=== Task to carry out ===
Write out every one of the entries below, reproducing each line without any change.

=== Collected data ===
..........

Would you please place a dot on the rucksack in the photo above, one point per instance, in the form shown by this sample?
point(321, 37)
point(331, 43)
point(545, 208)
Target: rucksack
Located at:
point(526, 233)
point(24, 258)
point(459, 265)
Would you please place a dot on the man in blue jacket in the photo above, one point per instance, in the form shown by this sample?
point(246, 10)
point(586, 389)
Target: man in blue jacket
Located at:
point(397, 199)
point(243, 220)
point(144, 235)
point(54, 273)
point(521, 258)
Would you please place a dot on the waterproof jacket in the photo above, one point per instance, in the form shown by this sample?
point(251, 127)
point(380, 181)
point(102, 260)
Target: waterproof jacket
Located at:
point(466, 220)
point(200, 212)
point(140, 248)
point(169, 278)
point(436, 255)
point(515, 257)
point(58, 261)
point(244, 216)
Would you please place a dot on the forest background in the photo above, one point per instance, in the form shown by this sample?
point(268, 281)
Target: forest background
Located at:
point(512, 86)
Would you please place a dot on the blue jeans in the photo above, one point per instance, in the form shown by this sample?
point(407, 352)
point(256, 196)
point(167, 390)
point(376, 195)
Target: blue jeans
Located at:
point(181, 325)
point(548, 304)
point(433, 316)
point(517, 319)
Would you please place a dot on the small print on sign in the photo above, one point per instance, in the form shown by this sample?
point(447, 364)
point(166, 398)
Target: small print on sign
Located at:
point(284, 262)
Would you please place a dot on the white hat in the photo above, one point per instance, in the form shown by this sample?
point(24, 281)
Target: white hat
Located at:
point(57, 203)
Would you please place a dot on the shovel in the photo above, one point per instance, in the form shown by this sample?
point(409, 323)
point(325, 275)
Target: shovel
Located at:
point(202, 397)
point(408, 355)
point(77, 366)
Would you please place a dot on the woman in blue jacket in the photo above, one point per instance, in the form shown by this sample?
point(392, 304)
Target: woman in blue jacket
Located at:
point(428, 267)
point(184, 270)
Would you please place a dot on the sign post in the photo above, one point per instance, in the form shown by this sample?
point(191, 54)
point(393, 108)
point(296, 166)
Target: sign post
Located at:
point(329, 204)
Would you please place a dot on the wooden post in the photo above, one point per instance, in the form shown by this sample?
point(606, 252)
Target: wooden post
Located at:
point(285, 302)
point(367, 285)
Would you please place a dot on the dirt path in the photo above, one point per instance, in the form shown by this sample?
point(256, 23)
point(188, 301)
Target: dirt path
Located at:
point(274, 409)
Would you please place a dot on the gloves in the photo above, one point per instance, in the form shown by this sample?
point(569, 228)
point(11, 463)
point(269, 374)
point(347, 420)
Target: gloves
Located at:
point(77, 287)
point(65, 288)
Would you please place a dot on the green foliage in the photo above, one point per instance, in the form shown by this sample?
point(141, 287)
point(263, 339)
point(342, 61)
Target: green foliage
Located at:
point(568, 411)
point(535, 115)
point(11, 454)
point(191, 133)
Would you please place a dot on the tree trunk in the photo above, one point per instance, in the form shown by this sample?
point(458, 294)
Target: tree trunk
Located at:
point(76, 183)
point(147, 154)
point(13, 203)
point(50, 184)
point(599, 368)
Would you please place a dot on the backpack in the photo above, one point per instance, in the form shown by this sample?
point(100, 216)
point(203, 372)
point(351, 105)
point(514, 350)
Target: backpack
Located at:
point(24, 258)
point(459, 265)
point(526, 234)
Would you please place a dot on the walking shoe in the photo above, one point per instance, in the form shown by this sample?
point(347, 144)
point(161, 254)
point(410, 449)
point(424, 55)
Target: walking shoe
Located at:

..........

=== Worked answer ===
Would you please place a dot on the rucksack in the photo above, one point per instance, in the form shown by this sample?
point(321, 37)
point(331, 43)
point(545, 208)
Target: rucksack
Located at:
point(526, 233)
point(24, 258)
point(459, 265)
Would you please place a dot on the man in blue jacket in the photo above, one point per instance, in the form shown by this sample?
point(246, 10)
point(586, 389)
Target: man in blue jacket
Located at:
point(397, 199)
point(243, 220)
point(144, 235)
point(54, 273)
point(521, 258)
Would you please place a dot on the waterproof jacket in the photo above, one point per instance, in the form shown by this sample?
point(251, 127)
point(380, 181)
point(102, 260)
Target: waterproof jacket
Located at:
point(466, 220)
point(200, 212)
point(140, 248)
point(169, 278)
point(436, 255)
point(515, 257)
point(58, 261)
point(244, 216)
Would you please place a dot on the forest background in the photo above, one point per instance, in the form shown by this sample?
point(268, 281)
Target: forest background
Located at:
point(512, 86)
Would you please place a dot on the blue jeans in the photo above, one point per instance, in the form shown by this sample?
point(407, 352)
point(256, 196)
point(167, 390)
point(376, 195)
Target: blue jeans
Located at:
point(181, 325)
point(548, 304)
point(433, 316)
point(517, 319)
Would you please place a dot on the small print on sign in the photo above, one point per instance, in the form shown by this sample?
point(447, 364)
point(166, 398)
Target: small print on sign
Located at:
point(284, 262)
Would you please place a dot on the white hat in the photo above, one point per instance, in the form shown by this sample?
point(24, 281)
Target: white hat
Located at:
point(57, 203)
Would you please place a dot on the shovel in the photo above, one point per instance, in the form shown by this sample?
point(409, 323)
point(325, 275)
Target: shovel
Located at:
point(202, 397)
point(408, 355)
point(77, 366)
Would you please place a dot on the woman in blue jacket in the photo above, one point per instance, in the form shown by this sample?
point(392, 304)
Target: woman in blue jacket
Located at:
point(428, 267)
point(184, 270)
Would you please place a dot on the sign post in the photo above, one point per instance, in the form shown by this sample?
point(191, 54)
point(393, 108)
point(296, 166)
Target: sign post
Located at:
point(329, 204)
Would you please place a dot on the wooden post in the photo above, one point per instance, in the form shown by this sample?
point(606, 252)
Target: wooden post
Located at:
point(285, 302)
point(367, 285)
Would you please place a dot on the dirt path in the photo above, one point per instance, in the form shown by this sample?
point(256, 23)
point(188, 301)
Target: dirt path
Located at:
point(274, 409)
Would you please place a dot on the gloves in the photo above, one point per instance, in the form shown by this sample?
point(569, 228)
point(11, 463)
point(269, 374)
point(347, 420)
Target: gloves
Located at:
point(77, 287)
point(65, 288)
Would you please place a dot on the green foliage in the photo above, one point per instance, in the form shown by this sample?
point(141, 287)
point(263, 339)
point(342, 61)
Target: green foliage
Located at:
point(568, 411)
point(535, 115)
point(11, 454)
point(191, 133)
Would you please place a dot on the tree trunk in the photo above, one point per instance, in the form shown by this sample?
point(458, 294)
Target: tree trunk
Located at:
point(76, 183)
point(147, 154)
point(13, 203)
point(50, 184)
point(599, 368)
Would you please place a dot on the backpack in the photo above, one point per instance, in the form shown by this sample?
point(100, 216)
point(203, 372)
point(351, 105)
point(514, 350)
Target: backpack
Located at:
point(24, 258)
point(459, 265)
point(526, 234)
Would you please place a dot on the walking shoe in the photo above, one point per instance, in the form shown by this sample?
point(347, 144)
point(161, 254)
point(410, 449)
point(424, 55)
Target: walking shoe
Located at:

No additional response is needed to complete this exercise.